#### [WHAT IS NEEDED]
Please transcribe everything from "It cited the" down to "in his judgement." in the report below on the Kenyan court ruling.

#### [EXCERPT]
##############################

NAIROBI, May 20 (Reuters) - A Kenyan court ruled on Wednesday that sections of a law targeting sexual offences in the East African nation cannot apply to minors found to have had consensual intercourse, a decision that rights groups expect to set a precedent in how the country handles relationships among adolescents.
Rights advocates said the decision would curb arrests and prosecutions of adolescents for consensual peer relationships and force reforms in policing, prosecution and access to confidential youth-friendly sexual and reproductive health services.
The Centre for Reproductive Rights and the Reproductive Health Network Kenya on behalf of three adolescents, and the Network for Adolescent and Youth of Africa (NAYA) filed a case in August 2025 challenging four sections of the Sexual Offences Act, saying it was inapplicable to minors having consensual intercourse.
It cited the cases of two teenagers, where one, a boy, aged 17, was charged with defilement after police raided a room he shared with his 16-year-old girlfriend in February 2025, and another one, also 17, who faced prosecution after a pregnancy in a peer relationship before charges were withdrawn in May the same year.
The two cases have now been stayed and shall not proceed in their current form, Justice Bahati Mwamuye said in his judgement.
Anyone at 18 years and over is considered an adult under Kenyan law.

##############################

#### [DATA FOR ANALYSIS]
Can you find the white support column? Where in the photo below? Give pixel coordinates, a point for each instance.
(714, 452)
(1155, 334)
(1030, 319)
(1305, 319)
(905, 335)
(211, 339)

##############################

#### [ANSWER BOX]
It cited the cases of two teenagers, where one, a boy, aged 17, was charged with defilement after police raided a room he shared with his 16-year-old girlfriend in February 2025, and another one, also 17, who faced prosecution after a pregnancy in a peer relationship before charges were withdrawn in May the same year.
The two cases have now been stayed and shall not proceed in their current form, Justice Bahati Mwamuye said in his judgement.